### Consignes
[1] D'après le texte sur la lutte contre les séparatismes, quelle fonction Véronique Séhier a-t-elle exercée au Planning familial ?
[2] Recopiez fidèlement le passage du texte sur la lutte contre les séparatismes qui va de « Autre piste évoquée » jusqu'à « Séhier, ancienne coprésidente. ».
[3] Poursuivez le texte sur la lutte contre les séparatismes à la suite de sa dernière phrase.

### Texte fourni
____

Autre piste évoquée : pour recevoir des subventions publiques, les associations devraient signer un « contrat » présenté tantôt comme un « engagement sur la laïcité », tantôt sur « les valeurs de la République », dont l’égalité hommes-femmes. Le contenu reste flou. Pour le Planning familial, par exemple, il est hors de question de contraindre ses membres à la neutralité vestimentaire. « Nous pratiquons l’accueil inconditionnel de toutes les femmes. Salariées et militantes s’habillent comme elles veulent », rappelle Véronique Séhier, ancienne coprésidente.

Mesures de contrôle et sanctions

Telle qu’elle ressort des discours ministériels actuels, la lutte contre « les séparatismes » se résume à des mesures de contrôle et de sanctions. Il ne reste plus grand monde pour défendre la dimension sociale de cette politique. « Au nom d’un problème qui existe mais qui n’est pas aussi massif qu’on veut bien le présenter, on stigmatise toute une communauté, se désole Yacine Hilmi. Qui sont ces séparatistes ? Combien sont-ils ? Où sont-ils ? Tout ça est très vendeur, mais cela ne pose pas les bonnes questions. Le vrai sujet, il est social : quels moyens est-on prêt à investir pour sortir ces habitants des difficultés ? »

____

### Données fournies
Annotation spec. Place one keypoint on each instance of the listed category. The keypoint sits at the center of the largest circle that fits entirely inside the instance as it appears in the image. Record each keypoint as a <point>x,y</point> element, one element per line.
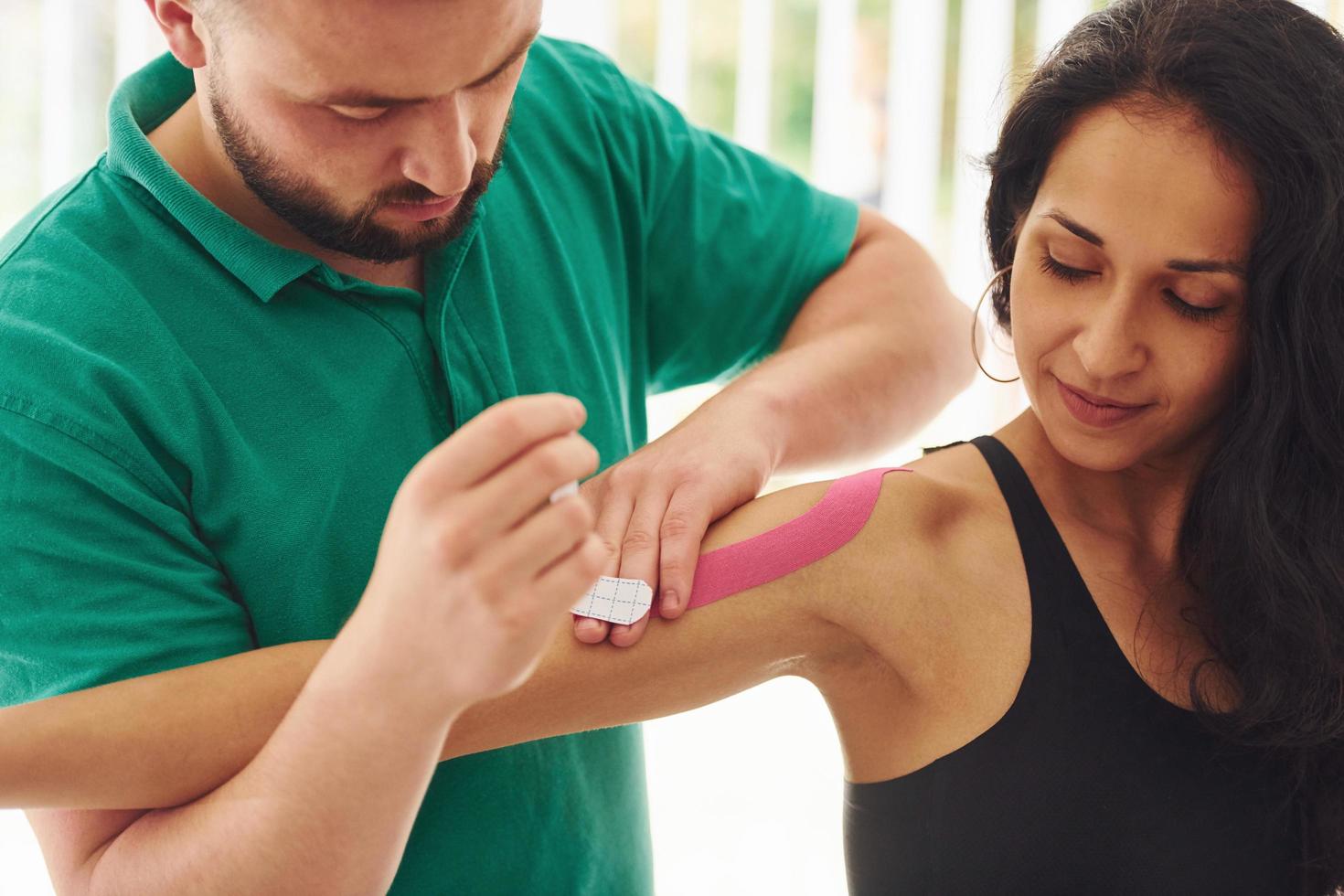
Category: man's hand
<point>476,569</point>
<point>655,507</point>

____

### Réponses par consigne
[1] Elle en a été coprésidente.

[2]
Autre piste évoquée : pour recevoir des subventions publiques, les associations devraient signer un « contrat » présenté tantôt comme un « engagement sur la laïcité », tantôt sur « les valeurs de la République », dont l’égalité hommes-femmes. Le contenu reste flou. Pour le Planning familial, par exemple, il est hors de question de contraindre ses membres à la neutralité vestimentaire. « Nous pratiquons l’accueil inconditionnel de toutes les femmes. Salariées et militantes s’habillent comme elles veulent », rappelle Véronique Séhier, ancienne coprésidente.

[3]
Amputé du logement, et donc de sa principale source de financement, le ministère de la ville est devenu un « ministère accessoire », dénonce François Cornut-Gentille. « Ce ministère n’a plus les moyens de mener une politique publique ambitieuse et la nouvelle ministre, Nadia Hai, même si c’est une dame respectable, n’a pas la dimension pour peser sur la ligne du gouvernement. » L’élu parle d’un « déni de réalité sur les quartiers » : « Tous ces faux débats sur l’islam et le séparatisme – même s’il est indéniable qu’il y a un problème – détournent de la réalité du terrain qu’on ne veut pas voir : l’effondrement de l’Etat et l’explosion des mafias autour des trafics illégaux. La vérité, c’est que l’on n’a aucune stratégie. Au lieu de repenser les outils de l’action publique, de réinventer la politique de la ville et d’admettre qu’il ne s’agit pas seulement d’un problème de répression policière mais surtout d’action sociale, on parle d’islam. »

« Face à la ligne dominante Blanquer-Darmanin-Schiappa, Nadia Hai n’est absolument pas en mesure de faire le poids », déplore Aurélien Taché. « Le levier qu’il faut activer en urgence aujourd’hui, c’est pourtant le levier social », insiste Kamel Kabtane, recteur de la grande mosquée de Lyon. Ça fait trois ans qu’on attend un vrai projet de l’exécutif, et trois ans plus tard, on nous sort le séparatisme ! Le problème, ce n’est pas les certificats de virginité ; la réponse, ce n’est pas un certificat de laïcité ; méconnaître à ce point la réalité du terrain, c’est très préoccupant. Si on persiste dans ce sens, on va continuer à produire des gens qui ne se sentent pas français. »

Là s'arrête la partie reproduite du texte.